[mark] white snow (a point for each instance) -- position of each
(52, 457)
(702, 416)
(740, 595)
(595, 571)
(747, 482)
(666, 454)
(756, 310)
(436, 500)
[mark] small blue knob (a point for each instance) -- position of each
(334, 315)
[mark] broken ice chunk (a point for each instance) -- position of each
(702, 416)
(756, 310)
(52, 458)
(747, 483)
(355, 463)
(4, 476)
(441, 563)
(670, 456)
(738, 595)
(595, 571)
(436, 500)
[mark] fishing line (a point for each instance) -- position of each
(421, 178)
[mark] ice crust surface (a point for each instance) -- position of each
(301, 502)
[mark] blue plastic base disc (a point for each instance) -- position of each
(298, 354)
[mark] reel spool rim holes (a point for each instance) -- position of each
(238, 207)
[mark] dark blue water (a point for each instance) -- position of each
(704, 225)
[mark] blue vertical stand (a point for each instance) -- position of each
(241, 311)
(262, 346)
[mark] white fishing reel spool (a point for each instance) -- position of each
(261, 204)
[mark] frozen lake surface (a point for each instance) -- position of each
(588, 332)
************
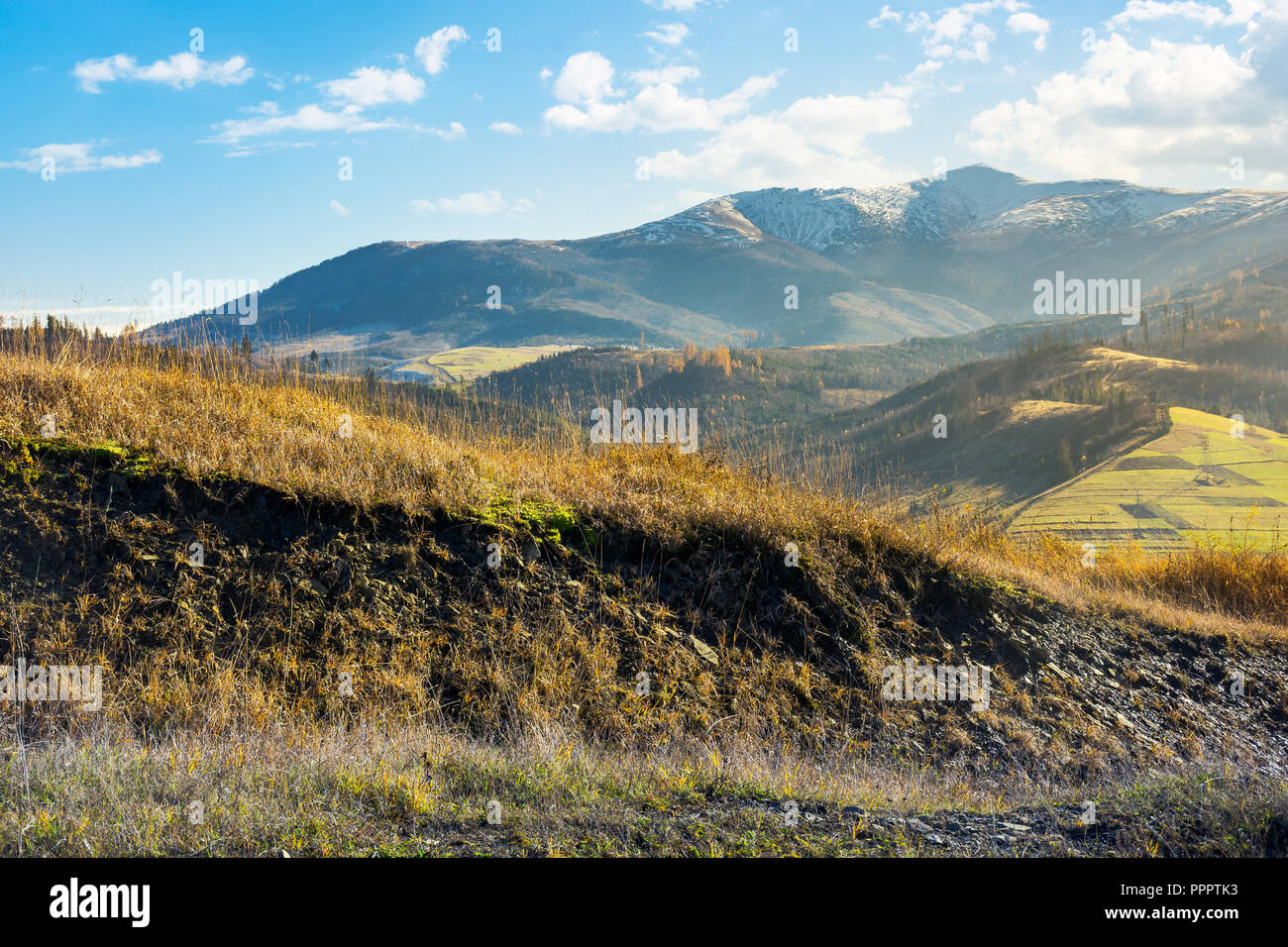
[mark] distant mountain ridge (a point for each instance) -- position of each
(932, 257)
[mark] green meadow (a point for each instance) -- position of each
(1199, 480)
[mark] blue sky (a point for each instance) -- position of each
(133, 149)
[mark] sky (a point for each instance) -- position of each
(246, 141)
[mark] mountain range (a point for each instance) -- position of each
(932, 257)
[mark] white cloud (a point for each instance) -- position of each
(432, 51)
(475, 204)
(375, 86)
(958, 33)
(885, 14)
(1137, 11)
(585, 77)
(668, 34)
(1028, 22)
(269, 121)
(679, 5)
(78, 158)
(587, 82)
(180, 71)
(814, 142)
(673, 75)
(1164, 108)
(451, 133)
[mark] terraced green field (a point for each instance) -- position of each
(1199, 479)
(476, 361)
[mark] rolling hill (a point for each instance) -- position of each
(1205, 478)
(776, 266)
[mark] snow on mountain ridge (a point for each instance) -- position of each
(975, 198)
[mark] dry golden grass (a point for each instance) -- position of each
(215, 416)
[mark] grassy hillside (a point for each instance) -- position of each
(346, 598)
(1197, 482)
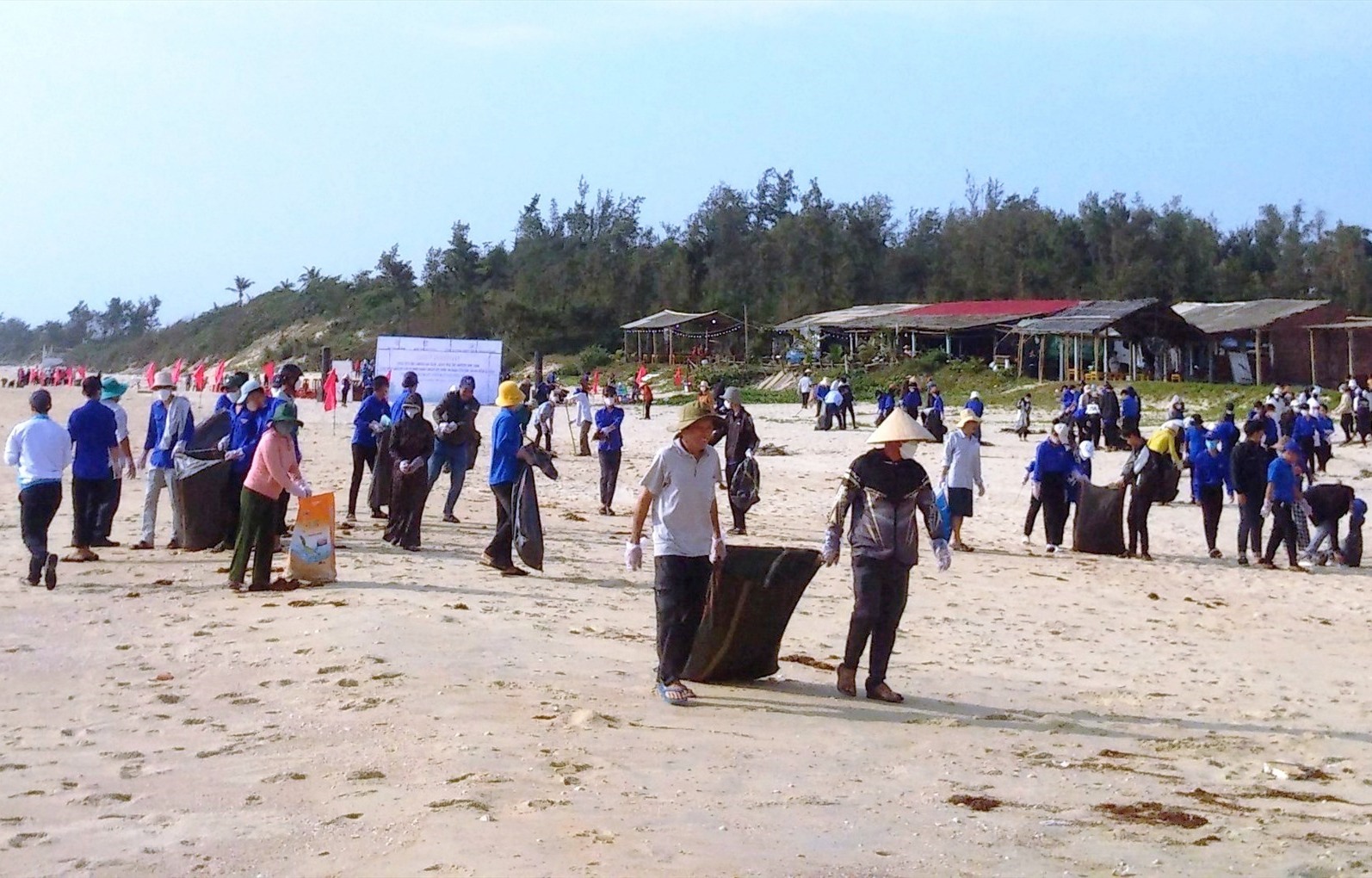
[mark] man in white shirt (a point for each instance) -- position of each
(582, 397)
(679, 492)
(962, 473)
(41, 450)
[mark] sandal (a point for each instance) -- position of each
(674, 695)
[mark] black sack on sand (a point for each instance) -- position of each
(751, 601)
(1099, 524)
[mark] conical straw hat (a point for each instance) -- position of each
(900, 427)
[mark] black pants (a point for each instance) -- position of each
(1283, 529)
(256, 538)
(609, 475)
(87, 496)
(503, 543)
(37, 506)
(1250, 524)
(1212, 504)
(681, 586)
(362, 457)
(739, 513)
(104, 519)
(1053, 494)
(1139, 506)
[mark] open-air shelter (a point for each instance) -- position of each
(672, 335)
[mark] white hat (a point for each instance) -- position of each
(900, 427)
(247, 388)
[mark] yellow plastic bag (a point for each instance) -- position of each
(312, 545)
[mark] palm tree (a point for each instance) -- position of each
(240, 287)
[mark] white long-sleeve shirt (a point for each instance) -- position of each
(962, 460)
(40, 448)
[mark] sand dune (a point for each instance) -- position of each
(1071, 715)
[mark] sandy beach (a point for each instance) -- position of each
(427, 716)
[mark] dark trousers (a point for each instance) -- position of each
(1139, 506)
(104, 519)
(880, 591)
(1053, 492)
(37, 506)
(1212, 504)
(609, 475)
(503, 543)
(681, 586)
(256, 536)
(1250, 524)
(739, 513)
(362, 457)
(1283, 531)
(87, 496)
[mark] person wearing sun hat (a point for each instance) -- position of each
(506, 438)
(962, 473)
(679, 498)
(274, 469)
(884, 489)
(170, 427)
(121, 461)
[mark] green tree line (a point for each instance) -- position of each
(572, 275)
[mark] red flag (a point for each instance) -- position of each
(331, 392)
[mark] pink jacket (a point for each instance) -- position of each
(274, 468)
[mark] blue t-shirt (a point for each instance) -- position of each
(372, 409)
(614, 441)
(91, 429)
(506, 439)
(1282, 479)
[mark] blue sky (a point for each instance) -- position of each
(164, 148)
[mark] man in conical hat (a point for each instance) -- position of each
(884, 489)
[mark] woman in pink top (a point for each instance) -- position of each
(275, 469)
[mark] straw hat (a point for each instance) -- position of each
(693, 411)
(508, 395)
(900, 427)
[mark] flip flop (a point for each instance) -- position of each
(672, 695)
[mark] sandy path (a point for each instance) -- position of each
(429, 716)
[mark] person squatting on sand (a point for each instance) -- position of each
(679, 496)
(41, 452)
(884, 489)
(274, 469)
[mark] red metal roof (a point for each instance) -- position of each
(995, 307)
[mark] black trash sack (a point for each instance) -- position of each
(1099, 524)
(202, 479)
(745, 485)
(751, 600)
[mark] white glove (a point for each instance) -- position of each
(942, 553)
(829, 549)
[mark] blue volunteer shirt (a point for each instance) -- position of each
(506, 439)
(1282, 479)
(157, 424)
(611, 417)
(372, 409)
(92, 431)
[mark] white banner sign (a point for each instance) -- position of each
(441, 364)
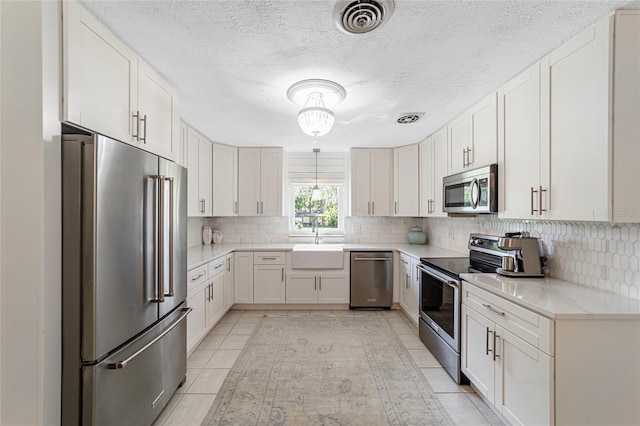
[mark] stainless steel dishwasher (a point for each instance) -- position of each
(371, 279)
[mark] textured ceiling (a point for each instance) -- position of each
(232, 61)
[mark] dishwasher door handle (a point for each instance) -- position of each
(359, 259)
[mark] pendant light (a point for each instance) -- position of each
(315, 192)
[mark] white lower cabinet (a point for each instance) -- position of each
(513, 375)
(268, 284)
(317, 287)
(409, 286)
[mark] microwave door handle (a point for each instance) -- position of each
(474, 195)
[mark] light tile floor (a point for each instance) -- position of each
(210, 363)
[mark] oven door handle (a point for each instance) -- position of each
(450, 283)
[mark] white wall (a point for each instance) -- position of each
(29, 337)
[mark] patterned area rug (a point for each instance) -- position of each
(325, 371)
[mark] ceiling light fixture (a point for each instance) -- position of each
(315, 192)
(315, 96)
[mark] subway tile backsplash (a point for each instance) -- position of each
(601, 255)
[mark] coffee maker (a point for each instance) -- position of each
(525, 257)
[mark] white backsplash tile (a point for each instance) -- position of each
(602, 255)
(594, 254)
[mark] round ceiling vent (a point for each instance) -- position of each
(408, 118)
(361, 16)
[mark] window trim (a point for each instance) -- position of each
************
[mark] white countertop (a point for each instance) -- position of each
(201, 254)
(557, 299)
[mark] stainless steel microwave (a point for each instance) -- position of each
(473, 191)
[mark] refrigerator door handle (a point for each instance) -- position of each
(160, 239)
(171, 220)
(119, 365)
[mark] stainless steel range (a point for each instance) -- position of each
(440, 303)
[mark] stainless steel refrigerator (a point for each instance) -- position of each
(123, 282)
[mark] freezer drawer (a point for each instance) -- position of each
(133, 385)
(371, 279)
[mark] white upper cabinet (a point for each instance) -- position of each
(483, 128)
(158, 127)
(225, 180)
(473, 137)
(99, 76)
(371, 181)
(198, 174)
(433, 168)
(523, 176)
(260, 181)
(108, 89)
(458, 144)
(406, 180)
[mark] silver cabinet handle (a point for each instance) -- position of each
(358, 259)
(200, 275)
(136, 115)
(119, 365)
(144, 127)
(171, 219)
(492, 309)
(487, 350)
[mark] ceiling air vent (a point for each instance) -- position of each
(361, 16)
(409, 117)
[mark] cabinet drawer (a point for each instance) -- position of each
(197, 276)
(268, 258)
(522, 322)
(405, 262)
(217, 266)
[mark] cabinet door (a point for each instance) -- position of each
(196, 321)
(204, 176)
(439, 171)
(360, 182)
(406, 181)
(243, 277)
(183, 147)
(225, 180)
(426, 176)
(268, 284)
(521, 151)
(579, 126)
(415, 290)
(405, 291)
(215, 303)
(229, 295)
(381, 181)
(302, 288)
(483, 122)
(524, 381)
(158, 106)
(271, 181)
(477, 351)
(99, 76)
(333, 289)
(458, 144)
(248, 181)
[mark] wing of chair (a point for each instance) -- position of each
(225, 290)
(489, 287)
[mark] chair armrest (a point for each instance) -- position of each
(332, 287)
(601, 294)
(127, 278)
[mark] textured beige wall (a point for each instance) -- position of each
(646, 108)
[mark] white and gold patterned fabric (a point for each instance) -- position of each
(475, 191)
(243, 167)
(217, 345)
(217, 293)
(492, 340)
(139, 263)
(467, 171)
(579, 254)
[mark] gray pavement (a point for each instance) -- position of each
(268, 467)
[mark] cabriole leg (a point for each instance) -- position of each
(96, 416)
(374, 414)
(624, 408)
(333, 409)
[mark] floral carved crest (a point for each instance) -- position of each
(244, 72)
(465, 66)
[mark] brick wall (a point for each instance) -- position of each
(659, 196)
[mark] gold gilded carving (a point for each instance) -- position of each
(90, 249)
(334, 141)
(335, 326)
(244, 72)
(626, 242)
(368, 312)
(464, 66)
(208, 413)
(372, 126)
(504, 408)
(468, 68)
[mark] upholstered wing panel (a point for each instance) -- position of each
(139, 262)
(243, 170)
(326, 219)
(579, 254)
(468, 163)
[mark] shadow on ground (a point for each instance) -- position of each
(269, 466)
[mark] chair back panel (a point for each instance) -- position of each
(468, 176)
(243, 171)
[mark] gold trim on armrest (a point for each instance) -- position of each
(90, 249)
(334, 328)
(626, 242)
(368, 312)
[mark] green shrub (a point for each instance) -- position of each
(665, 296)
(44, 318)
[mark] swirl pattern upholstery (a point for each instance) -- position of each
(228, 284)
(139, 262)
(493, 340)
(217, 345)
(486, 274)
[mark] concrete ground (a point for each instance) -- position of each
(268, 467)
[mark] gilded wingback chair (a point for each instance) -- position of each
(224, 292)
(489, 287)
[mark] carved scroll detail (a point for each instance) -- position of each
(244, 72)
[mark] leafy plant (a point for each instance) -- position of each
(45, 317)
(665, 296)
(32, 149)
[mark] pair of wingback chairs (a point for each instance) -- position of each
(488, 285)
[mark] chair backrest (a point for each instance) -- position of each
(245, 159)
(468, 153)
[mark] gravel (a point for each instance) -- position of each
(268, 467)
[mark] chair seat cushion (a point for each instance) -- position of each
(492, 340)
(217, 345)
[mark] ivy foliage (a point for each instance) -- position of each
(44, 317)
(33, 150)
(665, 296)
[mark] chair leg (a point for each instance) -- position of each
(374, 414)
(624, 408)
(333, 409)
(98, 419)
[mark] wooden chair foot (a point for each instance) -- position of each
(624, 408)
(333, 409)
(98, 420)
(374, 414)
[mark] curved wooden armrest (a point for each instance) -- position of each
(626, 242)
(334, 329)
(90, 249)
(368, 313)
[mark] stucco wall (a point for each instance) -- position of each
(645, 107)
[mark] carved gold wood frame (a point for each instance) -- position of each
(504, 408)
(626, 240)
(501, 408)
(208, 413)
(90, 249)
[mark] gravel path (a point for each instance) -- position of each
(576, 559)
************
**Exercise instructions**
Which lines in the rows above contain the word "panel"? Copy out each of them.

**Expected output**
[mark] upholstered wing panel (a point for each instance) -- position of each
[mark] chair back panel (a point for each instance) -- position of each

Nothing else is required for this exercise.